# [TASK GOAL]
Copy every line below word for word, leaving out the pictures.

--- start of RECORD EXTRACTS ---

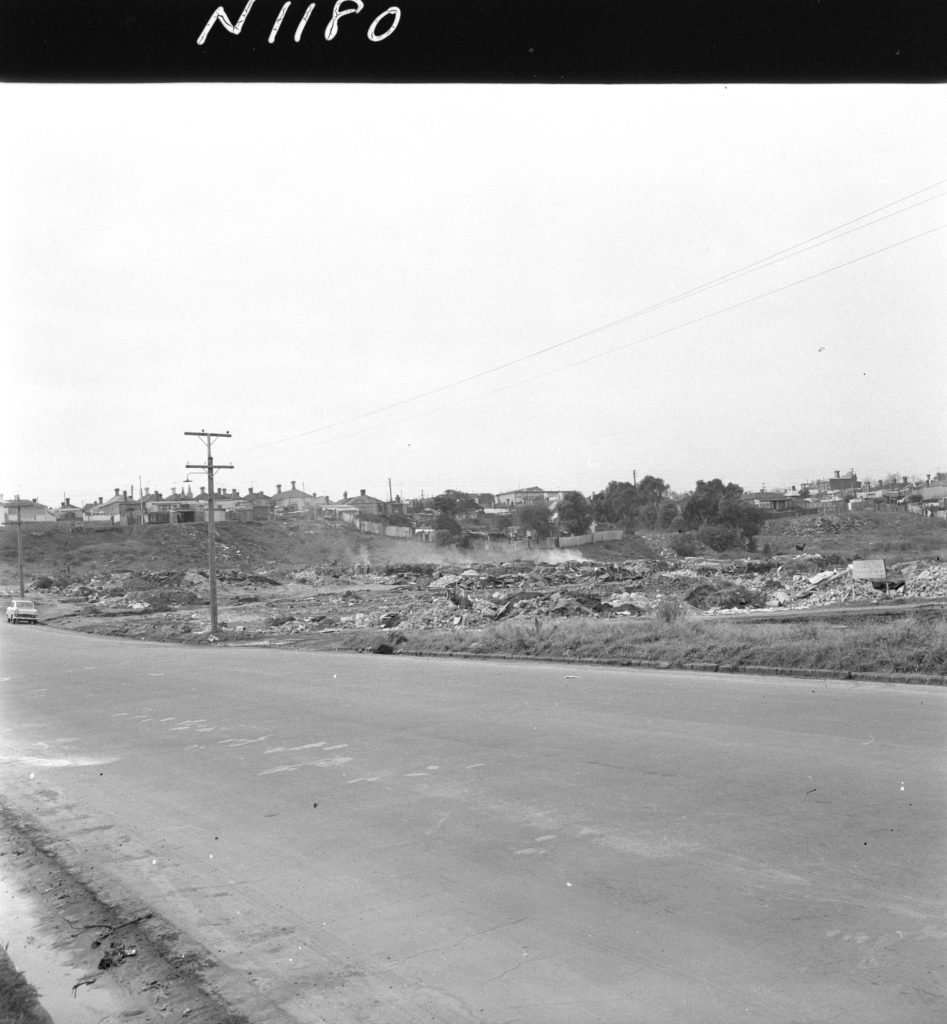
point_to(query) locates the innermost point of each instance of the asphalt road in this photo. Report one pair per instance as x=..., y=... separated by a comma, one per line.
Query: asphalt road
x=357, y=838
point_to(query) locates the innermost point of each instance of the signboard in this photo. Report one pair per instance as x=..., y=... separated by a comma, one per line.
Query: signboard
x=871, y=569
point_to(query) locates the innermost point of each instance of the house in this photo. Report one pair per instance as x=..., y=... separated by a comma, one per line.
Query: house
x=528, y=496
x=293, y=500
x=261, y=506
x=118, y=509
x=175, y=508
x=25, y=511
x=68, y=512
x=367, y=505
x=770, y=501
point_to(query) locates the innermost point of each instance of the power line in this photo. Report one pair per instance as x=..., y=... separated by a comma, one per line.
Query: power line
x=631, y=344
x=830, y=235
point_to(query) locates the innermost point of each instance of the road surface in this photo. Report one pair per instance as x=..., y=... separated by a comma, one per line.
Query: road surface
x=390, y=840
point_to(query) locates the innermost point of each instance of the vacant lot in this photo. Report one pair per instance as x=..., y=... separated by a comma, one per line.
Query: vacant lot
x=792, y=605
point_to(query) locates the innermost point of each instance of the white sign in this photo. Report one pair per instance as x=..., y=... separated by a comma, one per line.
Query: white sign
x=869, y=568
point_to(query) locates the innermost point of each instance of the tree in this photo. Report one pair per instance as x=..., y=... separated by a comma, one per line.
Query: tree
x=574, y=512
x=447, y=523
x=714, y=503
x=455, y=503
x=535, y=517
x=616, y=504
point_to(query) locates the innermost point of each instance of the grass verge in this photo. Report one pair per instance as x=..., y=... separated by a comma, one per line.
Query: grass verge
x=18, y=1000
x=913, y=644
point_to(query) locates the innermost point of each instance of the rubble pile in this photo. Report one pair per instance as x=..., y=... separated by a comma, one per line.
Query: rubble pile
x=323, y=598
x=814, y=525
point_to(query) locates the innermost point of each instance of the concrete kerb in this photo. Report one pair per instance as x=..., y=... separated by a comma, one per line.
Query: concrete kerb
x=744, y=670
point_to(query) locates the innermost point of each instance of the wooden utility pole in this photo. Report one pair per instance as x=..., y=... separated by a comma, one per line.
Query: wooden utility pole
x=19, y=548
x=209, y=439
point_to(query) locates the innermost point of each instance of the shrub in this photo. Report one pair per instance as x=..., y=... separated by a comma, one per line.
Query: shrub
x=671, y=609
x=685, y=545
x=718, y=538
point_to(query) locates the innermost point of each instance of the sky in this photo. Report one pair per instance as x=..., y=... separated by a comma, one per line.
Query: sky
x=478, y=287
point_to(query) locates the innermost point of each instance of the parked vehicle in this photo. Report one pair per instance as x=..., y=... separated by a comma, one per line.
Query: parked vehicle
x=22, y=610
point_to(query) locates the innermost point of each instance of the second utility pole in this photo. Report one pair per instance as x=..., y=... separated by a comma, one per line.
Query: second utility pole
x=211, y=552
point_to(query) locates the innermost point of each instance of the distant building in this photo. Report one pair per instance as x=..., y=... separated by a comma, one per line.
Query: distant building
x=293, y=500
x=527, y=496
x=770, y=501
x=25, y=510
x=363, y=503
x=68, y=512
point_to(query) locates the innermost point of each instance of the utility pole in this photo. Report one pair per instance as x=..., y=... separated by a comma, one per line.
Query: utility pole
x=19, y=548
x=209, y=439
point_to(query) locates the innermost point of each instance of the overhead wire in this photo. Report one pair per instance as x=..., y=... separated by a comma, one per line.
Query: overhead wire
x=629, y=344
x=830, y=235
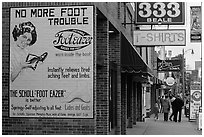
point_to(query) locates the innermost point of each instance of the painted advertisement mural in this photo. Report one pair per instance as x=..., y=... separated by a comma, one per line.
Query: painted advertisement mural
x=196, y=24
x=51, y=62
x=195, y=101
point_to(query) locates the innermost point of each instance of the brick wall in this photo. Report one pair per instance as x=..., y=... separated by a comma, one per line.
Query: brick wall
x=33, y=125
x=115, y=43
x=102, y=95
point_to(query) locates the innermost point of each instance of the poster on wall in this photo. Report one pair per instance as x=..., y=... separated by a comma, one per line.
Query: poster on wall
x=51, y=62
x=195, y=103
x=195, y=24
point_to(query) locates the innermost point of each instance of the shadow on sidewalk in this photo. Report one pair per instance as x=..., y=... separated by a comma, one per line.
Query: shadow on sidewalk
x=161, y=127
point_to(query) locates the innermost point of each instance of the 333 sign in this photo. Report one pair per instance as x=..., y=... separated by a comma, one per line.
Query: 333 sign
x=168, y=13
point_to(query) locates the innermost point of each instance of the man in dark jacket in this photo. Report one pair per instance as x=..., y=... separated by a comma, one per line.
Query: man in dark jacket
x=179, y=103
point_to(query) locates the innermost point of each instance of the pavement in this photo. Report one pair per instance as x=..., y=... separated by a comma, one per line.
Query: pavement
x=161, y=127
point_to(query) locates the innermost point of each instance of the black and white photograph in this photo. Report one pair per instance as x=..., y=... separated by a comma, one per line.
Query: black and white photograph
x=102, y=67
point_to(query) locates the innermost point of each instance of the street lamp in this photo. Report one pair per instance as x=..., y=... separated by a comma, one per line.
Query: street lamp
x=183, y=71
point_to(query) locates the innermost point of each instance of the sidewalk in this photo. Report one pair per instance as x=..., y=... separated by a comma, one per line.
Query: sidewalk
x=159, y=127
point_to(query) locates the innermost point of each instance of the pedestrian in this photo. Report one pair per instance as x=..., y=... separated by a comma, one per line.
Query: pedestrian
x=166, y=108
x=179, y=103
x=161, y=102
x=172, y=99
x=156, y=111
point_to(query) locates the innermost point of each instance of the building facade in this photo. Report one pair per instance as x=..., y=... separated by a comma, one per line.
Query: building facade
x=120, y=79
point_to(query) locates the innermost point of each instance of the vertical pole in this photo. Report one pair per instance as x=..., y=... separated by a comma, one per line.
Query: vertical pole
x=183, y=75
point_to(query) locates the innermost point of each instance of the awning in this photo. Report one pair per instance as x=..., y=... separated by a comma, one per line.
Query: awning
x=131, y=61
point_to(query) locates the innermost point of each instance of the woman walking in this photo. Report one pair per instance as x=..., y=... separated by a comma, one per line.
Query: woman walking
x=166, y=108
x=156, y=111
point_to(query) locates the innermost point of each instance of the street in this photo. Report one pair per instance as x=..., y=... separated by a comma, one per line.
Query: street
x=160, y=127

--- end of RECORD EXTRACTS ---

# [CORRECT OUTPUT]
point_to(query) locates the innermost point of each instance of the asphalt road in this photo. Report one pair per instance as x=..., y=... separated by a comma, one per line.
Query: asphalt road
x=357, y=838
point_to(query) locates the innermost point of each instance of the signboard in this photo. Report one pair per instance as x=..., y=... separated by a comma, one per line.
Query: signboard
x=871, y=569
point_to(query) locates the innermost point of each instance of the house in this photo. Report one pair per instance as x=..., y=... separated by a comma, one per line.
Query: house
x=528, y=496
x=293, y=500
x=261, y=506
x=118, y=509
x=175, y=508
x=25, y=511
x=68, y=512
x=367, y=505
x=770, y=501
point_to(query) locates the innermost point of each instance of the power line in this photo. Report one pair per instance as x=..., y=... separated by a comma, one per line.
Query: power line
x=631, y=344
x=830, y=235
point_to(query) locates the innermost point of each instance of the road surface in this photo. Report one pair per instance as x=..., y=... separated by a comma, one per line.
Query: road surface
x=390, y=840
point_to(query) locates the innermost point of each instance of the vacant lot in this photo. Report one pair per instance as x=..., y=... separated by a comma, one per line.
Query: vacant lot
x=792, y=605
point_to(query) locates the innermost point of each instance of the white sign in this photo. Report one pair per instance as x=..., y=... separated by a comma, one per line.
Query: white sign
x=869, y=568
point_to(query) locates the innermost point of each instance of the tree in this photo. Report one pair per instance as x=..., y=... separated by a comma, one per line.
Query: tree
x=574, y=512
x=447, y=523
x=714, y=503
x=455, y=503
x=535, y=517
x=616, y=504
point_to(query) locates the innermost point of each instance of the grass verge in this photo. Report one pair per instance as x=..., y=... separated by a comma, one per line.
Query: grass verge
x=18, y=1000
x=913, y=644
point_to(query) locates the innermost point of each instance of the rubble pile in this photo. Report one pair per instance as x=..., y=... separated by a comma, one per line.
Query: rubble pile
x=323, y=598
x=814, y=525
point_to(query) locates the innermost point of each instance of the concrete kerb in this photo. Report one pair per instance as x=..., y=... separated by a comma, one per line.
Query: concrete kerb
x=744, y=670
point_to(query) locates the innermost point of each instance of the wooden utility pole in this photo. Report one pair per instance as x=..., y=... separated by a comma, one per line.
Query: wooden utility pole
x=19, y=548
x=209, y=439
point_to(query) locates the innermost point of each instance of the shrub in this photo. Report one pair per instance as x=..., y=... separated by a comma, one per line.
Query: shrub
x=671, y=609
x=685, y=545
x=718, y=538
point_to(query) locates the innermost point of each instance of the sky in this photo. Report one pair per instance as x=..., y=... separated by a comma, one per line.
Query: sky
x=478, y=287
point_to(query) locates the innermost point of each instance of the parked vehicle in this photo. Report one pair per instance as x=..., y=... separated by a comma, one per line.
Query: parked vehicle
x=22, y=610
point_to(query) locates the innermost point of each instance of the second utility pole in this photo. Report one pair per instance as x=..., y=... separated by a comma, one per line.
Query: second utility pole
x=211, y=552
point_to(query) locates the innermost point of each instance of the distant building in this photo. Report one pair per instance as x=..., y=... separated by a comma, one per line.
Query: distant building
x=293, y=500
x=527, y=496
x=770, y=501
x=25, y=510
x=363, y=503
x=68, y=512
point_to(query) locates the innermost point of each instance of the utility pole in this photo. Report one pair per instance as x=..., y=... separated by a comma, one per line.
Query: utility pole
x=19, y=548
x=209, y=439
point_to(query) locates the innermost point of each instance of the overhead wire in this photo. Report one pair per instance as x=..., y=... separated by a comma, one per line.
Query: overhead wire
x=629, y=344
x=830, y=235
point_to(query) locates the innermost point of each instance of the painted advertisement mural in this photo. Report one pair per instance as x=..., y=... separated by a comma, one per line.
Query: painted advertisement mural
x=196, y=24
x=51, y=62
x=195, y=101
point_to(query) locates the innermost point of each instance of the brick wall in this photo. Report one pair per instance as x=..., y=... separated by a comma, one per line.
Query: brick wall
x=33, y=125
x=115, y=43
x=102, y=95
point_to(query) locates the innermost point of each instance of the poster on wall in this photo. Report one pair per instance as x=..., y=... separated by a comma, one per line.
Query: poster on wall
x=51, y=62
x=195, y=103
x=195, y=24
point_to(query) locates the innermost point of each instance of the shadow on sidewalk in this photo. Report one pair per instance as x=..., y=... separated by a comma, one per line.
Query: shadow on sidewalk
x=161, y=127
point_to(query) locates the innermost point of each instance of the 333 sign in this photo. Report one pair per instance as x=..., y=... separated by a comma, one per line.
Query: 333 sign
x=168, y=13
point_to(query) locates the innermost point of each instance of the man in dark jacket in this photo. Report one pair per instance as x=..., y=... separated by a comma, one per line.
Query: man in dark jacket
x=179, y=103
point_to(query) locates the innermost point of each instance of the pavement in this photo. Report one pair per instance as x=..., y=... separated by a comma, one per line.
Query: pavement
x=161, y=127
point_to(query) locates the innermost point of each instance of the black and white photograph in this photo. Report one pair per instance as x=..., y=... separated by a comma, one per line.
Query: black and white photograph
x=102, y=67
point_to(query) locates the innermost point of each instance of the street lamp in this photo. Report one pair per instance as x=..., y=... separated by a comma, one per line.
Query: street lamp
x=183, y=71
point_to(query) locates the innermost point of each instance of the sidewalk in this photo. Report one pair per instance as x=..., y=... separated by a comma, one per line.
Query: sidewalk
x=159, y=127
point_to(query) locates the innermost point of each instance of the pedestrian in this photo. Report one pair per instance as x=..., y=... separated by a comma, one per line.
Query: pedestrian
x=166, y=108
x=179, y=103
x=161, y=102
x=172, y=99
x=156, y=111
point_to(query) locates the innermost point of each instance of the building facade in this photo. Report one pair per instance as x=..., y=... separated by a comma, one per line.
Query: building facade
x=120, y=79
point_to(query) locates the innermost point of each instance of the vertical pole in this photo. Report one pair per instance as x=..., y=... separated by a comma, one per line.
Query: vertical pole
x=183, y=75
point_to(query) locates the innermost point of each instance of the awning in this photo. Report one pair per instance as x=..., y=... separated by a comma, one per line.
Query: awning
x=131, y=61
point_to(query) locates the innermost point of each instance of the woman walking in this photo. Report one pair per instance as x=..., y=... separated by a comma, one per line.
Query: woman walking
x=166, y=108
x=156, y=111
point_to(query) locates the innermost point of each instance of the street in this photo. Report one pair per instance as x=..., y=... separated by a comma, one per line.
Query: street
x=160, y=127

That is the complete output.